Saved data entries
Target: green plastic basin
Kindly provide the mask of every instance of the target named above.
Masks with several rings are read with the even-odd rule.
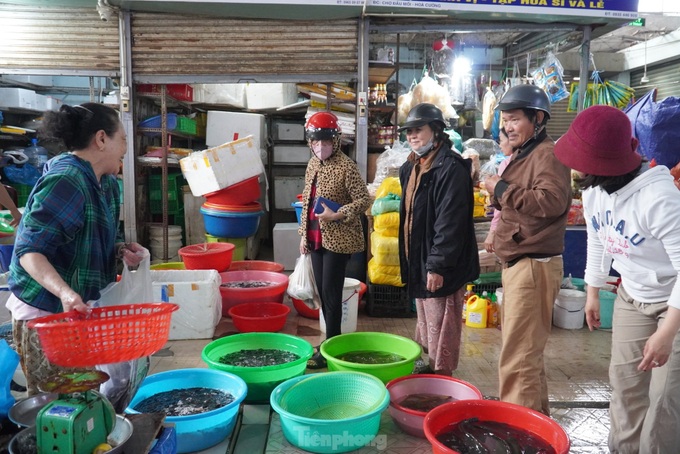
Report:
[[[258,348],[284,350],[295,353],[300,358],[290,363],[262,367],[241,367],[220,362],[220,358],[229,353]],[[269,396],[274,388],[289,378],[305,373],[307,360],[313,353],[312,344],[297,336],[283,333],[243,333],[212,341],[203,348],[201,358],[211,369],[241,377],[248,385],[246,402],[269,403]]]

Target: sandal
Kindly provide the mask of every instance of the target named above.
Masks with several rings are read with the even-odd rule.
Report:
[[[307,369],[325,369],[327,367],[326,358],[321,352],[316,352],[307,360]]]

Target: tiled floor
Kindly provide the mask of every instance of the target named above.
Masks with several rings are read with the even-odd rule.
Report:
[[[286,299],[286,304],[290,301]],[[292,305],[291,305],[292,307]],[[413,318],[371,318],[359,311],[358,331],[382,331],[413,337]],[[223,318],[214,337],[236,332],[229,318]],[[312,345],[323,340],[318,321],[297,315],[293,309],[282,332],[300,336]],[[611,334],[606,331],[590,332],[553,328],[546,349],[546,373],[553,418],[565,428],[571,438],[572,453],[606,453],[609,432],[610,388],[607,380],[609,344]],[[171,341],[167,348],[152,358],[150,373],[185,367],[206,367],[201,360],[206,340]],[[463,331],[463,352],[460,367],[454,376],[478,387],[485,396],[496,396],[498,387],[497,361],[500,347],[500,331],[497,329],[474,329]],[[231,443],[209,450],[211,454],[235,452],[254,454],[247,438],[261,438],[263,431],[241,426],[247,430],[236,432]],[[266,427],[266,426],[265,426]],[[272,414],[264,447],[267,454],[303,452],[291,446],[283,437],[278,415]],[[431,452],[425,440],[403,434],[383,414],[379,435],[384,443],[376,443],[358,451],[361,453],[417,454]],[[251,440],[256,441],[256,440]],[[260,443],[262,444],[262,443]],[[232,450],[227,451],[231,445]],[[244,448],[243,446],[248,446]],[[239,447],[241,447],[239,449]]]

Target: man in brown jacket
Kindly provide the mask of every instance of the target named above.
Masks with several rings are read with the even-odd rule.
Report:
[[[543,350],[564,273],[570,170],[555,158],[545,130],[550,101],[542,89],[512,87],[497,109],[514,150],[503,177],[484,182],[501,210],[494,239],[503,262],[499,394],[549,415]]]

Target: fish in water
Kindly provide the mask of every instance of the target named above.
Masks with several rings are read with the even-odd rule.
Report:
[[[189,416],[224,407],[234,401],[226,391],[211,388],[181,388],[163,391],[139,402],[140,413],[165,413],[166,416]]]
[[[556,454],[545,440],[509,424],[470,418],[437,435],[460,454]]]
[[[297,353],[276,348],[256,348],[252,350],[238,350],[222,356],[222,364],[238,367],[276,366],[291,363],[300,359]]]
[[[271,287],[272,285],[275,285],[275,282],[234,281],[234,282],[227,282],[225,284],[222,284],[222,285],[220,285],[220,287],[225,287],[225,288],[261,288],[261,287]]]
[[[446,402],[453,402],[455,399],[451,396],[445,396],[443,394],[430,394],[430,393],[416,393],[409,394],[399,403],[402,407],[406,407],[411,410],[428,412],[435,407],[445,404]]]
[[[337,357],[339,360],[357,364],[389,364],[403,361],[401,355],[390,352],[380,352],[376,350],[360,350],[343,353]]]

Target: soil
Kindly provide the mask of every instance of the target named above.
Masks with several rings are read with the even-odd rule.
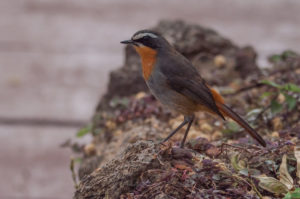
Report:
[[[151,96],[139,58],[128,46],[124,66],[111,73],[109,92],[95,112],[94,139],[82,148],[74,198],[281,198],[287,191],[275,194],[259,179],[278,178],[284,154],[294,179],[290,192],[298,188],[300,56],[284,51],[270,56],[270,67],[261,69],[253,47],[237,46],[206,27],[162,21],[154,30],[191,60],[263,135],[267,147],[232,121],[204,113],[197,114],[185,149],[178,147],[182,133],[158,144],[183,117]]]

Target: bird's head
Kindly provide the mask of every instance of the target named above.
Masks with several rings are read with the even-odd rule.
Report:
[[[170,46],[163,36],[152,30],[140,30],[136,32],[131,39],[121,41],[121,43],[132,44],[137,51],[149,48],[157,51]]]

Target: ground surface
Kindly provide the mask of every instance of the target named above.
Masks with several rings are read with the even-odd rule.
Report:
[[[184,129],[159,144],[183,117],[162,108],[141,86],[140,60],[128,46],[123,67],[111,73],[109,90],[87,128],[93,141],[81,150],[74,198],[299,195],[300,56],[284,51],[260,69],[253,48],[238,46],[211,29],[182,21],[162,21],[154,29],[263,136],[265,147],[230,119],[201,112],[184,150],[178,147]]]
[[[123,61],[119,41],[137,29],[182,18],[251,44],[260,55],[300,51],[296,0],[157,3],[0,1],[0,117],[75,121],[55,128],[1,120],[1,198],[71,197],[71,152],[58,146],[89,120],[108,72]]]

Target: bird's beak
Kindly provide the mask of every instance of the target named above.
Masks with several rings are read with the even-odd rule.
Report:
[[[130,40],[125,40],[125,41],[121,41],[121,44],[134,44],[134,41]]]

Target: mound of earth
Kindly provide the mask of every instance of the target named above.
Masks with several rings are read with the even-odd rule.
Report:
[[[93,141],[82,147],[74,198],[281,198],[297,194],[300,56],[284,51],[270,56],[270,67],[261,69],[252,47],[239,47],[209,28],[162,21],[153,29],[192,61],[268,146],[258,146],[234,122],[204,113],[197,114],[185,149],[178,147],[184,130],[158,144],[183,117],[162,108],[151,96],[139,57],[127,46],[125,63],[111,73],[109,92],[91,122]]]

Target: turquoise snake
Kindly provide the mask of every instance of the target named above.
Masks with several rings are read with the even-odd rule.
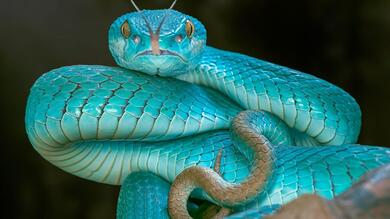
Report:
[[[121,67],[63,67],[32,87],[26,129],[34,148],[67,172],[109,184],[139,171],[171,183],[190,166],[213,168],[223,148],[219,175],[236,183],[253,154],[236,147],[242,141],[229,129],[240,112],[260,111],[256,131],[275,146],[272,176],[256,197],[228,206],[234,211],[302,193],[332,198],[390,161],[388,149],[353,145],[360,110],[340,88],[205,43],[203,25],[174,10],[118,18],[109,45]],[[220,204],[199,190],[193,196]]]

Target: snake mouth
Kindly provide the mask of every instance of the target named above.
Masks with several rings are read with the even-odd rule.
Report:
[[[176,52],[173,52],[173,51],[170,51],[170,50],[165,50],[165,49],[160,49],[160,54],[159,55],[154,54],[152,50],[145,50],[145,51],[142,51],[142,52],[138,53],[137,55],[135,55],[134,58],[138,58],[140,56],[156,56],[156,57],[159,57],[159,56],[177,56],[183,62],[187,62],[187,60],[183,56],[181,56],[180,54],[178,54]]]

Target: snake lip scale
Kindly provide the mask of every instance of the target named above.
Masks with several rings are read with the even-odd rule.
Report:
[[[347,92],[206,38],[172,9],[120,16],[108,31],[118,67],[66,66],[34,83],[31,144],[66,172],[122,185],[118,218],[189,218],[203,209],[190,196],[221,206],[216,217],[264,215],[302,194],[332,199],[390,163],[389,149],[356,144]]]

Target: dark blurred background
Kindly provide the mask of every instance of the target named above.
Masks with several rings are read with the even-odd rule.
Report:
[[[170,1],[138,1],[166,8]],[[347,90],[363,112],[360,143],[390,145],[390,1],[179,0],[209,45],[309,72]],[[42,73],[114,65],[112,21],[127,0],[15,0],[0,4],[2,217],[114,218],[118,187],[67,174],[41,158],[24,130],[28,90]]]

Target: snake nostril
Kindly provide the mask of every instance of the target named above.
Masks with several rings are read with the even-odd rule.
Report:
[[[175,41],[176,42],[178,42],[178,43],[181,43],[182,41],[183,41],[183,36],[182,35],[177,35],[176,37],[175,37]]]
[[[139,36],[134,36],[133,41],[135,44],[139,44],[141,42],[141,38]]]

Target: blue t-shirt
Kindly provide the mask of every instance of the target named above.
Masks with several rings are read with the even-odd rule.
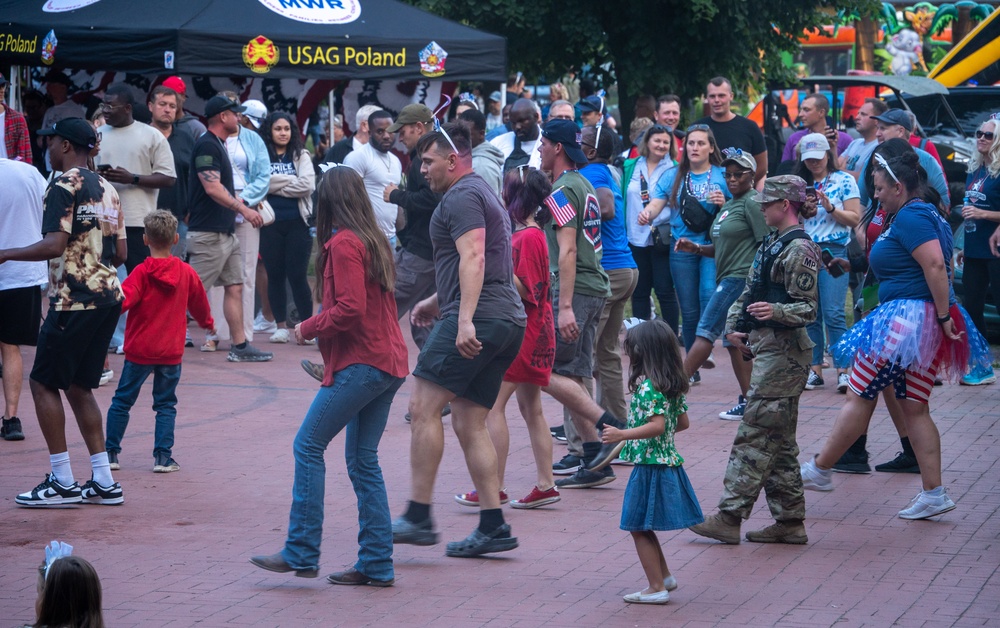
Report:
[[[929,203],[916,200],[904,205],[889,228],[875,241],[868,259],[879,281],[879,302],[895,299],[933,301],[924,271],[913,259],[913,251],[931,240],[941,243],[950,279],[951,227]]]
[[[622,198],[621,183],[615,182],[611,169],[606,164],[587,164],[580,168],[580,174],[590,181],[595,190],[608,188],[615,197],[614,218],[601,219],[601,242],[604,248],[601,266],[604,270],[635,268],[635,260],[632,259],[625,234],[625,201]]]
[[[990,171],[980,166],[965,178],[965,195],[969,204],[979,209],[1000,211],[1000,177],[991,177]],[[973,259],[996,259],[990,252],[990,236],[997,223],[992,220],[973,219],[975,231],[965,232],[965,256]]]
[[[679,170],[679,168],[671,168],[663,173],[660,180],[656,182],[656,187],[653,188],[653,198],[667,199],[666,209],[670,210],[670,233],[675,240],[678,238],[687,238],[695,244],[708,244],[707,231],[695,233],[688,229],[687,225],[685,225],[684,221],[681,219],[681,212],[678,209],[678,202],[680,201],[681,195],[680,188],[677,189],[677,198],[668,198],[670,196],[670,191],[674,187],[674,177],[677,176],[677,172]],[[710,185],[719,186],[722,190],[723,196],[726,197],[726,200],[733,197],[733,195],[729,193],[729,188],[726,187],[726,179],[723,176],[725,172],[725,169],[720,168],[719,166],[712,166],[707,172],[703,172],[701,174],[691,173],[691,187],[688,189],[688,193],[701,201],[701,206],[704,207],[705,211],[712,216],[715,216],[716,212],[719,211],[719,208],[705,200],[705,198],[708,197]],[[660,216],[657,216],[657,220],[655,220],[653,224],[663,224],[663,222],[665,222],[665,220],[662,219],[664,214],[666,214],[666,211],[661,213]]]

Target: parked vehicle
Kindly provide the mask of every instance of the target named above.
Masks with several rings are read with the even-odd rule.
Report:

Your objective
Set down only these lines, exactly: the one containing "Target: parked vehicle" and each line after it through the end of the entries above.

Completed exercise
Target: parked vehicle
Kindly provide the mask of every instance of the target named above.
Masks with several rings are read with the even-odd rule.
Report:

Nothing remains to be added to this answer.